Texto dado

::::::::::

2020-05-06

OPINIÓN | “Jarpa hizo perro muerto” por Paulina Morales

Sergio Onofre Jarpa no fue un demócrata como hoy se lo intenta presentar. Tampoco el hombre intachable del que se habla en estas horas. Fue un hombre que entendió cuándo había que estar de un lado o de otro, cuándo hablar y cuándo callar, cuándo vociferar con violencia o cuándo parecer dialogante, cuándo en servicio activo o cuándo retirarse de la vida pública ante la amenaza de ser alcanzado por los brazos de la justicia internacional.

Recuerdo perfectamente su cara, su tono de voz de patrón de fundo y sus años de gloria como Ministro del Interior durante la dictadura. Lo recuerdo porque fue en un período especialmente duro para Chile, cuando comenzaban las masivas protestas callejeras, aquellas que por primera vez hicieron temblar al régimen. En ese escenario, Pinochet nombró a Jarpa en dicho ministerio, quedando a cargo de la seguridad interior del Estado entre 1983 y 1985. En Jarpa confluía ese cariz campechano que intimidaba a algunos y daba seguridad a otros.

Proveniente de un tronco agrario-laborista, el año 1966 se integra a las filas del Partido Nacional llegando a presidir dicha colectividad durante el gobierno de Salvador Allende, desde cuya trinchera fue uno de sus más enconados detractores. A través del diario Tribuna –del cual fue uno de sus fundadores- esparció sus mensajes de odio contra el proyecto transformador de la Unidad Popular en marcha. Así, en el marco de su campaña senatorial de 1973, invitaba a votar por él con el siguiente mensaje: “Un voto más para Jarpa es un día menos para la UP” (…) “En los momentos más graves, cuando todos los chilenos deben definirse, el Partido Nacional ha tenido una sola línea: Oponerse a la UP, sin complejos… sin diálogos… sin vacilaciones” (propaganda de campaña, 1º de marzo de 1973). Al día siguiente, en el mismo medio, sostenía: “Si no hay garantías para trabajar y vivir con un mínimo de seguridad, llegará el momento en que cada chileno tendrá que hacer justicia por su propia mano y devolver bala por bala”. No podría decirse que estas palabras fueran el reflejo de un espíritu democrático y constructivo en pos del bien del país.

Diez años más tarde, cuando el dictador anunció la salida de 18 mil militares a las calles para contener las protestas, durante los días 11 y 12 de agosto de 1983, Jarpa era su mano derecha en Interior y desde allí intentó hacer frente a la agudización de la crisis de legitimidad de la dictadura, que resultaba ya imposible de ser ocultada. Esas dos jornadas se saldaron con cerca de 30 muertos producto de allanamientos, balazos desde automóviles en marcha o ‘balas locas’. Él junto a Pinochet, fue el responsable político de dicha masacre.

::::::::::

Líneas proporcionadas
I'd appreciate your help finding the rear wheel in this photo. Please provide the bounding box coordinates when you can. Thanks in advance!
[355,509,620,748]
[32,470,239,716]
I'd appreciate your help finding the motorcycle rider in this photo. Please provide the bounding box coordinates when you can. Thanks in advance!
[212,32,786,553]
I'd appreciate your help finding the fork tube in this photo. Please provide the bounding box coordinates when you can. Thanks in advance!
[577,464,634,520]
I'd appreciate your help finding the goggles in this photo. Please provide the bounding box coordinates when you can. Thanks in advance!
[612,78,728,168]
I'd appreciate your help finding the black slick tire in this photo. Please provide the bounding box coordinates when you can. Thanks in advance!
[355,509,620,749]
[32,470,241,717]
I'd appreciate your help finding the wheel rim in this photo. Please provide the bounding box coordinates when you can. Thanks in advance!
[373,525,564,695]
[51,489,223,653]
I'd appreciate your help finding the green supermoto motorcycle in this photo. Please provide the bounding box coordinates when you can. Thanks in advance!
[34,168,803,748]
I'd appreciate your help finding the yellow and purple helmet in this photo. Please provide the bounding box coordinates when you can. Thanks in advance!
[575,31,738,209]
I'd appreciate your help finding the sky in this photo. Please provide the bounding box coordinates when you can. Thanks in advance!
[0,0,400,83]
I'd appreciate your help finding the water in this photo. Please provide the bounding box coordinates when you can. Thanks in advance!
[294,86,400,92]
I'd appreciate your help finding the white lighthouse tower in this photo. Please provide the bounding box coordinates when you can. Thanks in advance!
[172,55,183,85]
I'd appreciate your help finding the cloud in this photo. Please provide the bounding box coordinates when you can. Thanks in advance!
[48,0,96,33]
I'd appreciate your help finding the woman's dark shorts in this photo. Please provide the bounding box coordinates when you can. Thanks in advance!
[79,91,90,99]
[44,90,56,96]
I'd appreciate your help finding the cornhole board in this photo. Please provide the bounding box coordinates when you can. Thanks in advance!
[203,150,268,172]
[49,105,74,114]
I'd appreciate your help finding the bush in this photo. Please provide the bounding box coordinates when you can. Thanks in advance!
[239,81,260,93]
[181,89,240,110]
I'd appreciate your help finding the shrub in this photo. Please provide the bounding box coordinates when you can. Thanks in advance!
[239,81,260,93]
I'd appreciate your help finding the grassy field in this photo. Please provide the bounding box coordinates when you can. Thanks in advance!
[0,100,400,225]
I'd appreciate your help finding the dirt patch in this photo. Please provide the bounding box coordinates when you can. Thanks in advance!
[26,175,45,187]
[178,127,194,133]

::::::::::

Lista de tareas
1 – Enumera todas las personas que aparecen mencionadas por su nombre en la columna sobre Sergio Onofre Jarpa.
2 – Resume en dos oraciones la columna sobre Sergio Onofre Jarpa.

Soluciones
1 – Paulina Morales, Sergio Onofre Jarpa, Pinochet y Salvador Allende.

2 – La columna sostiene que Sergio Onofre Jarpa no fue un demócrata ni un hombre intachable, y recuerda que, tras presidir el Partido Nacional durante el gobierno de Salvador Allende, llamó desde el diario Tribuna a oponerse a la Unidad Popular y a "devolver bala por bala". Como Ministro del Interior de Pinochet entre 1983 y 1985, fue junto al dictador el responsable político de las cerca de 30 muertes ocurridas durante las protestas del 11 y 12 de agosto de 1983.